DIRECTIONS:
Give the data a second time, exactly and in full.

INPUT RECORDS:
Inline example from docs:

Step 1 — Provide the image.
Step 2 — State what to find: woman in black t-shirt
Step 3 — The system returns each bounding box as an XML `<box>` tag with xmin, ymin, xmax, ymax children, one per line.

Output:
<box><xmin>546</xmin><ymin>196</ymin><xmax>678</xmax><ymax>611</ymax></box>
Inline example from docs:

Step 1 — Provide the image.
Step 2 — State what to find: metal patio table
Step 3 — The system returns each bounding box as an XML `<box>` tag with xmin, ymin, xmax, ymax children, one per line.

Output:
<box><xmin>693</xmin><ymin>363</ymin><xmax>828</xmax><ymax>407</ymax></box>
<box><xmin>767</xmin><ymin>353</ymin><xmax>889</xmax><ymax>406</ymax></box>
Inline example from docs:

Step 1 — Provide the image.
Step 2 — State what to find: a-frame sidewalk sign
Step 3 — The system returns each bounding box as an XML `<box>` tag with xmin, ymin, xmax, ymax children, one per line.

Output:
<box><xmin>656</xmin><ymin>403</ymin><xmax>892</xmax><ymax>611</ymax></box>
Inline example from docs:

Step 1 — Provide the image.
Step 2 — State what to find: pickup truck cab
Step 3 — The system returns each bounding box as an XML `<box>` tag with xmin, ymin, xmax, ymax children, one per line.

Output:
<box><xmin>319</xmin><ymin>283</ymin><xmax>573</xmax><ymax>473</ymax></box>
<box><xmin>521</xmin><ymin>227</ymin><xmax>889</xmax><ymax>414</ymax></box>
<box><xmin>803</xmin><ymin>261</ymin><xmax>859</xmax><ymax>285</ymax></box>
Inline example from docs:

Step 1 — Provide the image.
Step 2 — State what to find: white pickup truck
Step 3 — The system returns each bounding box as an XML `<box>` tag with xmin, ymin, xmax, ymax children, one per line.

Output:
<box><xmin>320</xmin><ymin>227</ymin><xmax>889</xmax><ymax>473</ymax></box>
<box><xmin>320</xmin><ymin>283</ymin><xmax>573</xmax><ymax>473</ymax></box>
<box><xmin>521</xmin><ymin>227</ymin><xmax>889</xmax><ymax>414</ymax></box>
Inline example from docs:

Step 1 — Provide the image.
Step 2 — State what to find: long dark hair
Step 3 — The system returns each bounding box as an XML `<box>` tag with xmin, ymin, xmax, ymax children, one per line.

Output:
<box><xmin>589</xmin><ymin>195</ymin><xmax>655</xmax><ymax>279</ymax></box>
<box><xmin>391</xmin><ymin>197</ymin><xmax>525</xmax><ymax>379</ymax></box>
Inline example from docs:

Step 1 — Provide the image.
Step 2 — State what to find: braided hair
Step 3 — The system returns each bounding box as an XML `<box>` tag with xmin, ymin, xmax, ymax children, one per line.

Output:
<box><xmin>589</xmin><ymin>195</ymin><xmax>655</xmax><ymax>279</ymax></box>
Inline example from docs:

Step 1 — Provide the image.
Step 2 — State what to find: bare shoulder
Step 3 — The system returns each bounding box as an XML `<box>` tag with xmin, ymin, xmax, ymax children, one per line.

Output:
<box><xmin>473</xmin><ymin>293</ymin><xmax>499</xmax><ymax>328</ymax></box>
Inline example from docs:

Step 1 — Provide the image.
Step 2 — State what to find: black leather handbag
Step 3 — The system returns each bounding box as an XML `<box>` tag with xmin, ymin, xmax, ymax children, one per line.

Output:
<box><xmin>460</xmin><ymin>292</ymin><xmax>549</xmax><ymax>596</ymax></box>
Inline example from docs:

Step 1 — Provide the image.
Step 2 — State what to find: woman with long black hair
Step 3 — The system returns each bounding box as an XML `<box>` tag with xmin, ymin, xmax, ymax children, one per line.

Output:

RIGHT ANSWER:
Inline example from docs:

Step 1 — Provide the image.
Step 2 — State what to find: woman in black t-shirt
Step 3 — The system returns each bounding box as an XML `<box>` tag with xmin, ymin, xmax, ymax children, one per line.

Output:
<box><xmin>546</xmin><ymin>196</ymin><xmax>678</xmax><ymax>611</ymax></box>
Inline example from docs:

Step 1 — Provide the image.
Step 2 — State what to find: metal patio table
Step 3 — The system returns each bounding box as an XML `<box>` tag with xmin, ymin, xmax, ymax children, one per line.

Output:
<box><xmin>693</xmin><ymin>363</ymin><xmax>828</xmax><ymax>407</ymax></box>
<box><xmin>767</xmin><ymin>353</ymin><xmax>889</xmax><ymax>406</ymax></box>
Inline example from docs:

Step 1 — Provide the image.
Step 2 — State what to find: a-frame sidewalk sign
Step 3 — The system returns each bounding box as an XML `<box>` tag with xmin, ymin, xmax, ymax children, one per line.

Output:
<box><xmin>656</xmin><ymin>403</ymin><xmax>892</xmax><ymax>611</ymax></box>
Inline example from docs:

Step 1 — Provide the image.
Step 2 — State what to find: pickup truck cab
Step 3 — The system returns each bounding box as an XML `<box>` tag with xmin, ymin, xmax, ymax children, one per line.

Output:
<box><xmin>319</xmin><ymin>283</ymin><xmax>573</xmax><ymax>473</ymax></box>
<box><xmin>521</xmin><ymin>227</ymin><xmax>889</xmax><ymax>414</ymax></box>
<box><xmin>803</xmin><ymin>261</ymin><xmax>859</xmax><ymax>285</ymax></box>
Inline example from docs:

Step 1 — Provide the image.
Step 2 — State what to find: white pickup truck
Step 3 — The system returns each bounding box as an XML `<box>` tag with xmin, ymin, xmax, ymax children, one per line.

Output:
<box><xmin>320</xmin><ymin>227</ymin><xmax>889</xmax><ymax>473</ymax></box>
<box><xmin>320</xmin><ymin>283</ymin><xmax>573</xmax><ymax>473</ymax></box>
<box><xmin>521</xmin><ymin>227</ymin><xmax>889</xmax><ymax>414</ymax></box>
Inline example from docs:

Step 1 — Provide the image.
Step 2 — State what to find: long dark hair
Step 3 — The system returns each bounding box as an XML `<box>` tag with xmin, ymin, xmax, ymax children, one per line.

Output:
<box><xmin>589</xmin><ymin>195</ymin><xmax>655</xmax><ymax>279</ymax></box>
<box><xmin>391</xmin><ymin>197</ymin><xmax>525</xmax><ymax>379</ymax></box>
Inline example from docs:

Step 1 — Provide the image.
Step 2 — State what to find: braided hair
Step 3 — The system returns each bounding box as an XML `<box>` tag with xmin, ymin, xmax, ymax children, one per line.

Output:
<box><xmin>589</xmin><ymin>195</ymin><xmax>655</xmax><ymax>279</ymax></box>
Inline example from docs:

Step 1 — Provide the image.
Step 2 — State what to find: bare shoulder
Step 3 — The system returns each bounding box as an XML `<box>` tag with xmin, ymin, xmax, ymax children, one per line.

Output:
<box><xmin>473</xmin><ymin>293</ymin><xmax>499</xmax><ymax>328</ymax></box>
Inline example from docs:

Step 1 — Provide the image.
Step 2 — State what to find: black leather handbag
Step 3 — The system returns each bounding box as an XML `<box>` tag with xmin, ymin, xmax, ymax children, one per line.

Output:
<box><xmin>460</xmin><ymin>292</ymin><xmax>549</xmax><ymax>596</ymax></box>
Inline example from docs:

Step 1 — Provide the image.
Step 2 — State what to find: woman with long black hair
Step 3 — The system returns each bounding box as an XML `<box>` tag with xmin, ymin, xmax, ymax children, one per line.

Output:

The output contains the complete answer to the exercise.